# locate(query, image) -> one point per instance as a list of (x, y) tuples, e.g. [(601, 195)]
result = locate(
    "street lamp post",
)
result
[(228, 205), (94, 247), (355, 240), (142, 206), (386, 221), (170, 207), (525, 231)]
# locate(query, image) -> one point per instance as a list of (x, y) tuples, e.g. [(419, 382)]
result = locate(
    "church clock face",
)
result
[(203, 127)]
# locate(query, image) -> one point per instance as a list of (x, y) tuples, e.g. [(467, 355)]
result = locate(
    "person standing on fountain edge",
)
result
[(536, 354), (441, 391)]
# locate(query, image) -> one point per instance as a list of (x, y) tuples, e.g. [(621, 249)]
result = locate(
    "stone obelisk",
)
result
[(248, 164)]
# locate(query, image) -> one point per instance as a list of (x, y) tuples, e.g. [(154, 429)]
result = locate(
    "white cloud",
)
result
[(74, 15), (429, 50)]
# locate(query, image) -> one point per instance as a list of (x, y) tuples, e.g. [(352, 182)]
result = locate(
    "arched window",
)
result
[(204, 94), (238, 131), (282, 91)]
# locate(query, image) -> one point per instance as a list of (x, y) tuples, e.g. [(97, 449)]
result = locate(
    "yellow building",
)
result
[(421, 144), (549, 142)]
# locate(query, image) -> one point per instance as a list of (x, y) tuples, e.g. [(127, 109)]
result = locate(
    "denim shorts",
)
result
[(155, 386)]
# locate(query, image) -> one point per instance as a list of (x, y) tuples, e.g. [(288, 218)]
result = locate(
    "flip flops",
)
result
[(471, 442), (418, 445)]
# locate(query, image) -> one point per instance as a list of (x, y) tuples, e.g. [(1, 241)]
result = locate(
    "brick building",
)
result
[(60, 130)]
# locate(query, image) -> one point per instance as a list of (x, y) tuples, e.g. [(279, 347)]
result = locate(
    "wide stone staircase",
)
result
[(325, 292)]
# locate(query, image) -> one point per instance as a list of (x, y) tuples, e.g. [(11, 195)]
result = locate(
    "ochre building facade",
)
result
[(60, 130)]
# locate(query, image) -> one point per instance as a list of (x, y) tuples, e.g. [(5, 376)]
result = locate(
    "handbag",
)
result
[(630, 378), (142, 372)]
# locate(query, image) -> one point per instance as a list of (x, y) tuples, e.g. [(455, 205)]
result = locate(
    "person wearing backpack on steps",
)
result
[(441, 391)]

+++++

BRIEF: The full set of entries, copied exactly, is the expected answer.

SOLUTION TO THIS EXERCISE:
# locate(query, image) -> one point per instance as a list of (x, y) tuples, e.g. [(601, 195)]
result = locate(
    "street lamp post",
)
result
[(228, 205), (94, 247), (355, 240), (142, 206), (386, 221), (170, 207), (525, 231)]
# locate(query, image) -> one point per instance as a list of (x, y) tuples, e.g. [(419, 382)]
result = locate(
    "church clock face",
)
result
[(203, 127)]
# locate(query, image) -> one point per instance as a list of (x, y) tuples, e.g. [(467, 355)]
result = locate(
    "person standing on fountain edge",
)
result
[(536, 354), (441, 391)]
# locate(query, image) -> one point per instance as a list of (x, y) tuples, e.g. [(621, 249)]
result = locate(
    "stone obelisk",
)
result
[(248, 164)]
# locate(query, image) -> one point per instance as a list of (x, y) tuples, e.g. [(154, 429)]
result = locate(
    "white cloud",
)
result
[(74, 15), (429, 50)]
# locate(query, image) -> one point per instance as a list of (x, y) tuples, e.g. [(352, 182)]
result = locate(
    "arched window",
)
result
[(204, 94), (238, 131), (282, 91)]
# locate(query, image) -> one point per instance as a list of (x, y) tuples, e.g. [(97, 449)]
result = locate(
    "yellow building",
)
result
[(421, 144), (549, 142)]
# locate(query, image) -> one point per instance as a list of (x, y) tuples, e.g. [(127, 109)]
result = locate(
    "denim shorts",
)
result
[(155, 386)]
# locate(query, image) -> one point per instance as a list of (x, y) tuples, e.g. [(288, 218)]
result = locate(
    "flip flops",
)
result
[(471, 442), (418, 445)]
# locate(query, image) -> one point per instance as a list of (x, y) tuples, e.g. [(1, 241)]
result = locate(
    "brick building",
)
result
[(60, 130)]
# locate(query, image) -> one point per instance as a list of (x, y) tuples, e.g. [(279, 347)]
result = locate(
    "wide stone staircase",
)
result
[(325, 292)]
# locate(query, image) -> one point per instance as a list of (x, y) tuples, e.g. [(11, 195)]
result = locate(
    "ochre building facade",
)
result
[(60, 130)]
# locate(query, image) -> one point per instance as a list of (x, y) tuples, e.g. [(5, 376)]
result = locate(
    "handbag",
)
result
[(630, 378), (142, 372)]
# locate(query, image) -> one point per instance as a list of (x, y) tuples, e.g. [(455, 205)]
result = locate(
    "person wearing backpack on steps",
)
result
[(441, 391)]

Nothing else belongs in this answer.